◆ Exercise:
Please copy out the entries exactly, skipping any pictures.

◆ Excerpted records:
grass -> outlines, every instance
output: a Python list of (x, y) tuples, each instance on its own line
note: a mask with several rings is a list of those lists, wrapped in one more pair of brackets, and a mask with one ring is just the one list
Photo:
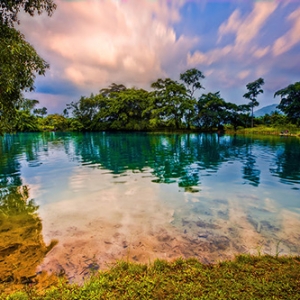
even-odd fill
[(295, 125), (286, 125), (280, 127), (270, 127), (270, 126), (255, 126), (253, 128), (238, 128), (236, 131), (233, 128), (226, 128), (227, 133), (237, 133), (237, 134), (262, 134), (262, 135), (280, 135), (281, 132), (288, 130), (288, 136), (299, 136), (300, 129)]
[(300, 257), (239, 255), (205, 265), (196, 259), (118, 261), (84, 285), (61, 281), (46, 289), (25, 286), (5, 300), (38, 299), (300, 299)]

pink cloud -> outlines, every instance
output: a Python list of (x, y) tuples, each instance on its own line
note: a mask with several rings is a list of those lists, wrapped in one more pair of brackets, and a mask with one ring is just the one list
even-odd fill
[(293, 27), (283, 36), (278, 38), (273, 46), (274, 56), (281, 55), (289, 51), (294, 45), (300, 42), (300, 8), (292, 12), (288, 21), (293, 21)]
[(176, 37), (183, 3), (165, 1), (58, 1), (51, 18), (21, 20), (21, 30), (51, 65), (52, 74), (86, 89), (111, 82), (148, 85), (164, 76), (161, 62), (184, 53), (196, 39)]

◆ Result of this task:
grass -> outlines, every instance
output: a Python list of (x, y) tuples, each instance on its own line
note: a mask with several rings is a list of those lists, wrapped in one more pair of brackets, and a mask with one ring is just the one list
Photo:
even-odd fill
[(295, 125), (286, 125), (280, 127), (270, 127), (270, 126), (255, 126), (253, 128), (238, 128), (236, 131), (233, 128), (226, 128), (227, 133), (237, 133), (237, 134), (262, 134), (262, 135), (280, 135), (281, 132), (288, 130), (288, 136), (299, 136), (300, 129)]
[(300, 257), (239, 255), (205, 265), (196, 259), (118, 261), (84, 285), (61, 281), (46, 289), (25, 286), (5, 300), (38, 299), (300, 299)]

pink cloud -> outlines, every instance
output: a Python list of (x, y) tuples, each instance on its own line
note: a mask with several rings is a list of those lists, wrapped in one more pair of brackets, and a mask with one ring is just the one list
even-odd fill
[(293, 27), (283, 36), (278, 38), (273, 46), (274, 56), (281, 55), (289, 51), (294, 45), (300, 42), (300, 8), (292, 12), (288, 21), (293, 21)]
[(176, 37), (183, 3), (165, 1), (58, 1), (51, 18), (21, 20), (21, 30), (51, 65), (52, 74), (86, 89), (111, 82), (148, 85), (164, 76), (161, 62), (184, 53), (196, 39)]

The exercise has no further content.